- **Records for processing**:
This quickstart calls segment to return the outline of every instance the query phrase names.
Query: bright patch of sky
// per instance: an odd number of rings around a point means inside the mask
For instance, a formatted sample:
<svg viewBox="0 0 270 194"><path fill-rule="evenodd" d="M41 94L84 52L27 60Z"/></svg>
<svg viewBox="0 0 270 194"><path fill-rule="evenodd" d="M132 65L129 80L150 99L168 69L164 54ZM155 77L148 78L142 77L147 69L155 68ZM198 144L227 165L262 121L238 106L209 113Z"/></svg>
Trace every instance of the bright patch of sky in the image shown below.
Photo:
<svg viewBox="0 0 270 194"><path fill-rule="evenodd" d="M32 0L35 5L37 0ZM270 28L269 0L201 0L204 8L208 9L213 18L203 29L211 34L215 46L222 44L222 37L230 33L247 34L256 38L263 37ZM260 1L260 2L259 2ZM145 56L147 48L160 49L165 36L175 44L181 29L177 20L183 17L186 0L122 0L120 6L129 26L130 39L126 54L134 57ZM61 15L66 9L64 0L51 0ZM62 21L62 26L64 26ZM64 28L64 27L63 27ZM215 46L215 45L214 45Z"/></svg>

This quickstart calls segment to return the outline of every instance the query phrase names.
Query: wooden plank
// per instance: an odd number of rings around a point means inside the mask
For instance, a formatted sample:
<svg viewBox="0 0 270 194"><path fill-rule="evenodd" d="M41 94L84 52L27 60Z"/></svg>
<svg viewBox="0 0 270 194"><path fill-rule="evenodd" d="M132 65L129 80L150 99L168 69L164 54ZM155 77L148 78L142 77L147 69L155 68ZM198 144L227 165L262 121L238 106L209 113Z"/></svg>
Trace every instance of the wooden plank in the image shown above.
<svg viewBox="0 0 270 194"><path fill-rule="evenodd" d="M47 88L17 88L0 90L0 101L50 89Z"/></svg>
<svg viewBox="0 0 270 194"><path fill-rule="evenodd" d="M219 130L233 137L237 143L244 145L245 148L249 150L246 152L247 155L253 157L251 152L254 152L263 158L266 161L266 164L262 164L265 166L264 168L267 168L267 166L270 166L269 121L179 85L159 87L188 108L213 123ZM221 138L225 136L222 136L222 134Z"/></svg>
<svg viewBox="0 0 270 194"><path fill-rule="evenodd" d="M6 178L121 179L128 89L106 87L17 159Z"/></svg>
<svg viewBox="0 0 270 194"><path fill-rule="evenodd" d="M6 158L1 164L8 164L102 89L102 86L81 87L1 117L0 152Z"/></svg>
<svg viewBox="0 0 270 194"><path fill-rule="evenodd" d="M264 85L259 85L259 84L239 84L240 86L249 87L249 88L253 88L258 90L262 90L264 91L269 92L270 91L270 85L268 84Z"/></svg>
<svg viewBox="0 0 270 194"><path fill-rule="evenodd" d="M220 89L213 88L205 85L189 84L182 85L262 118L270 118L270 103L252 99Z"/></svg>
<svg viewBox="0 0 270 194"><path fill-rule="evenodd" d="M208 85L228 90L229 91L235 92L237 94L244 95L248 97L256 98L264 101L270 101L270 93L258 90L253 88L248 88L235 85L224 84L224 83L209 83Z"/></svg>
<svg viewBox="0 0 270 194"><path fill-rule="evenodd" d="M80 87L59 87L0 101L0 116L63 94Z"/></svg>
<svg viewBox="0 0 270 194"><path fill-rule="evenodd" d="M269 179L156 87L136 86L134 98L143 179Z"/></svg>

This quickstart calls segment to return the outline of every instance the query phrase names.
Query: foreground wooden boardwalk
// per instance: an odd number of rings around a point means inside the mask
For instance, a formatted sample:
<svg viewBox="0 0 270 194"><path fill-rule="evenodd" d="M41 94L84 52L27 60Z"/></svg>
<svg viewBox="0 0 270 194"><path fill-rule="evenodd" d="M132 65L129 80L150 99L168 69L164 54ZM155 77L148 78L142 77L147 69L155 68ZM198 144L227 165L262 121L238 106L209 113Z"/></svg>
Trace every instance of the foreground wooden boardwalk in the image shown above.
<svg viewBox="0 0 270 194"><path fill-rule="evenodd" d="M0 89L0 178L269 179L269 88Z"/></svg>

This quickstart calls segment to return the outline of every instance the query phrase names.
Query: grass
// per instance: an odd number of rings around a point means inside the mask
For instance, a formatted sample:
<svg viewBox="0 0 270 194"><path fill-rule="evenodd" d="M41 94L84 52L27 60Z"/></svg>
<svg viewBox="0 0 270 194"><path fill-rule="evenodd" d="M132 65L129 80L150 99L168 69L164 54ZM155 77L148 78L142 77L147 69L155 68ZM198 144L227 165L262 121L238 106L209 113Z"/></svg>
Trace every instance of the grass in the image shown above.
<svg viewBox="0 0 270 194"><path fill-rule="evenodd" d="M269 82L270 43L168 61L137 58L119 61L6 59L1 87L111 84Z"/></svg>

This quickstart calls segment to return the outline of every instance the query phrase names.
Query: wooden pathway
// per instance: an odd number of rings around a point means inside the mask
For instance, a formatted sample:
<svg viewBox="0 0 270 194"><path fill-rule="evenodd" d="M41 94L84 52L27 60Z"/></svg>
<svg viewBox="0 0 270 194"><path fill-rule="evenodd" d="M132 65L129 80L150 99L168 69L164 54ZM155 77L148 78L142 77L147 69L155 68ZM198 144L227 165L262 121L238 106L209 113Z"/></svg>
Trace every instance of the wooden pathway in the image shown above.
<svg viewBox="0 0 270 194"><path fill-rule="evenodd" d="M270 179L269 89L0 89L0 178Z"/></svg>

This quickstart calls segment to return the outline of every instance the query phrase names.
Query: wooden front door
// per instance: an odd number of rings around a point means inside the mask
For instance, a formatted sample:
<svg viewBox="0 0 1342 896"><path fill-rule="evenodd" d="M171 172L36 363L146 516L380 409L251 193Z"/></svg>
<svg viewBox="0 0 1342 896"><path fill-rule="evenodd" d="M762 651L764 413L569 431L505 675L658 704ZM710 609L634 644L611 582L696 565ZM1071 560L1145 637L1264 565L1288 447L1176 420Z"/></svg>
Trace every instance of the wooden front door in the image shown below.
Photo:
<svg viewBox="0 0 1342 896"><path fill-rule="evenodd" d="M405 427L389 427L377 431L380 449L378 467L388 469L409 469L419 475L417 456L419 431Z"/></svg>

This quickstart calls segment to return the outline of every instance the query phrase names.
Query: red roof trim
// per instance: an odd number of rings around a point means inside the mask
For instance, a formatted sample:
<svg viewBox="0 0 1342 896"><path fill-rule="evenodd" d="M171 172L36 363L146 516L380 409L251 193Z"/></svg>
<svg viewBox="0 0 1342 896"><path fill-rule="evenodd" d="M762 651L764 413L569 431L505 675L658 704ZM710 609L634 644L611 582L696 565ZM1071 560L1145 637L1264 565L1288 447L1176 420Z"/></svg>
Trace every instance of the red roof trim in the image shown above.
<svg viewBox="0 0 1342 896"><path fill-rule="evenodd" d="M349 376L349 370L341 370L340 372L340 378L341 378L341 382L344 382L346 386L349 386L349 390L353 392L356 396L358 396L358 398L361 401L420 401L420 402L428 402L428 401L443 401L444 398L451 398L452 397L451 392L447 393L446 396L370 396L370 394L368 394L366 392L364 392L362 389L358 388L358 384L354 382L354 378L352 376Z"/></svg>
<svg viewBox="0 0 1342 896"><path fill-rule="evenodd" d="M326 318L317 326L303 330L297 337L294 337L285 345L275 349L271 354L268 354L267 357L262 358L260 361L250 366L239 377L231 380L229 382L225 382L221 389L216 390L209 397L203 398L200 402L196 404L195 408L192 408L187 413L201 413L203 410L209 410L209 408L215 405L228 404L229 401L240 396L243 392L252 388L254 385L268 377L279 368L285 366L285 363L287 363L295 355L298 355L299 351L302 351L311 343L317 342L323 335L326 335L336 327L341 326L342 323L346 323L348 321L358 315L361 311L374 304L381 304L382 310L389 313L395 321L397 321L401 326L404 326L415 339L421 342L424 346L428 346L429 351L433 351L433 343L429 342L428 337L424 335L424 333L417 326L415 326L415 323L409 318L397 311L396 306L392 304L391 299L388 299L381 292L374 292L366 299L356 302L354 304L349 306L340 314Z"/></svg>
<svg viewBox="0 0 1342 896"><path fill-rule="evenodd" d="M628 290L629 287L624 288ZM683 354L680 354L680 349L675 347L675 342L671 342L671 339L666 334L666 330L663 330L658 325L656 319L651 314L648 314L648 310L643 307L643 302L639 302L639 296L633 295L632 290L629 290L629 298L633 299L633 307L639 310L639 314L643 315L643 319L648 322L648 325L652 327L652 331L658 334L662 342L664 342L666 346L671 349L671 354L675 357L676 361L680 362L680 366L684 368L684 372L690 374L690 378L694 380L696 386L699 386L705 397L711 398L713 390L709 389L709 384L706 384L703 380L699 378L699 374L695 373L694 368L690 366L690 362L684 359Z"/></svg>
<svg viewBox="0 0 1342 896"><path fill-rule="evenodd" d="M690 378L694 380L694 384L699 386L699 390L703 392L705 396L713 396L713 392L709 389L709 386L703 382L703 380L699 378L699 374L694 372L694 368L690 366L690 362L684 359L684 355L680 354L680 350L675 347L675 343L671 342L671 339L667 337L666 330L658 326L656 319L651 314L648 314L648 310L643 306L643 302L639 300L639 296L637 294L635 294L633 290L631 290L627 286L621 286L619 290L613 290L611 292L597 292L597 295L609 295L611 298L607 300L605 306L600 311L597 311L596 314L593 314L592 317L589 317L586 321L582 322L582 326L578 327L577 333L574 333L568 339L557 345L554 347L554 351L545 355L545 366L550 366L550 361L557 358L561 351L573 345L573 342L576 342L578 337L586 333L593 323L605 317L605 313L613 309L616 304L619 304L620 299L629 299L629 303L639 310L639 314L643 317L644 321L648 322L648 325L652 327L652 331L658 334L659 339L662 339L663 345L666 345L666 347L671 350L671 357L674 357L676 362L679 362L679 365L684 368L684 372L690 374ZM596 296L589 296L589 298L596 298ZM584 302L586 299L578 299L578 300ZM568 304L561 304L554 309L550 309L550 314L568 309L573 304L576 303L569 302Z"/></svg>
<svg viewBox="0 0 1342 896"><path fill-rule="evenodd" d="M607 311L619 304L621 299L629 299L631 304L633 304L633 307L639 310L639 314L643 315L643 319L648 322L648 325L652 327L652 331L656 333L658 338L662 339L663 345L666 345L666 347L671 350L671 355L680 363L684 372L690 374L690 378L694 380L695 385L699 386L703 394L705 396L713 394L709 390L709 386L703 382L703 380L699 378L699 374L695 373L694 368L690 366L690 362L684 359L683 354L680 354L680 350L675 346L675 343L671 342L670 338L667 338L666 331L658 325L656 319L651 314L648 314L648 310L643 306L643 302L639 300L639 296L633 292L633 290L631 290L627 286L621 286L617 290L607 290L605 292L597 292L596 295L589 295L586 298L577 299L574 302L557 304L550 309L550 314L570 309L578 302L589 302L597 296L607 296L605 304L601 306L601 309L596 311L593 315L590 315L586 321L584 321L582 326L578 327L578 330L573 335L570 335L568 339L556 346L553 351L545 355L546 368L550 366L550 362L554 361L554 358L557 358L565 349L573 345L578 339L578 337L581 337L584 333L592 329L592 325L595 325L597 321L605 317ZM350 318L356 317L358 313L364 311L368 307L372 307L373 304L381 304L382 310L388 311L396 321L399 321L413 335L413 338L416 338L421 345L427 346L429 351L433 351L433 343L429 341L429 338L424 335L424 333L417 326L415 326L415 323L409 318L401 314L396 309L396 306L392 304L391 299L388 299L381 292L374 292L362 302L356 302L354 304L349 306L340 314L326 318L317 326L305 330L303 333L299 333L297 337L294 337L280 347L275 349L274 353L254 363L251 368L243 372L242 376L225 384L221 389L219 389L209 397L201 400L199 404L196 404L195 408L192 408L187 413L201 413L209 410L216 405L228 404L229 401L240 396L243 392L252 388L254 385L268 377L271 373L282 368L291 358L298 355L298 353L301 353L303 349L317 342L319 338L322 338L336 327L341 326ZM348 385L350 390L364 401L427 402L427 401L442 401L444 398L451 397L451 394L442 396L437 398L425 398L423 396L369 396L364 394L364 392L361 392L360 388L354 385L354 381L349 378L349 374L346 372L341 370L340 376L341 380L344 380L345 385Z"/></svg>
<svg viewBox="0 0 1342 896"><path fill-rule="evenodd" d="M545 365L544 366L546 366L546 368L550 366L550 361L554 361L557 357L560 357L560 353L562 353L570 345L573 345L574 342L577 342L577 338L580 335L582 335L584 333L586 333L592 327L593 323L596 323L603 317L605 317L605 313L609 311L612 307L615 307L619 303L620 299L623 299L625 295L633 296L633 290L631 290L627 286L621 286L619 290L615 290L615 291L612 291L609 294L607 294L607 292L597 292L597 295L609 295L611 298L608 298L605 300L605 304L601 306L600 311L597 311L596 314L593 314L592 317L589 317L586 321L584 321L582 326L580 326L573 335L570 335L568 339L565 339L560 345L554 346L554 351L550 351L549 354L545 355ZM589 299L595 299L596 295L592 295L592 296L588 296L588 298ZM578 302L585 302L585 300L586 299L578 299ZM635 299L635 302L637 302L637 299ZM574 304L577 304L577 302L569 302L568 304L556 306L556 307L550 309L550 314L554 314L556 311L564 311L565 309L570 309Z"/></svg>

- **Problem description**: Rewrite the data from its start through the line containing "0L35 5L37 0ZM270", swapping "quickstart" for "tutorial" and leaving everything else unchanged.

- **Solution to this exercise**:
This tutorial calls segment to return the outline of every instance the query phrase names.
Query: bright patch of sky
// per instance: an odd number of rings around a point means inside the mask
For instance, a formatted sample:
<svg viewBox="0 0 270 194"><path fill-rule="evenodd" d="M41 94L84 52L27 60Z"/></svg>
<svg viewBox="0 0 270 194"><path fill-rule="evenodd" d="M132 65L129 80L150 99L168 69L164 54ZM155 77L148 78L142 77L147 69L155 68ZM198 144L227 165L262 121L238 106L209 113Z"/></svg>
Trace every instance of the bright patch of sky in the image shown below.
Photo:
<svg viewBox="0 0 270 194"><path fill-rule="evenodd" d="M32 0L35 5L37 0ZM270 28L269 0L201 0L204 8L208 9L213 18L203 29L211 34L215 46L222 44L222 37L230 33L247 34L256 38L263 37ZM260 1L260 2L259 2ZM145 56L147 48L160 49L165 36L175 44L181 29L177 20L183 17L186 0L122 0L120 6L129 26L130 39L126 54L134 57ZM61 15L66 9L64 0L51 0ZM62 21L62 26L64 26ZM64 28L64 27L63 27ZM215 46L215 45L214 45Z"/></svg>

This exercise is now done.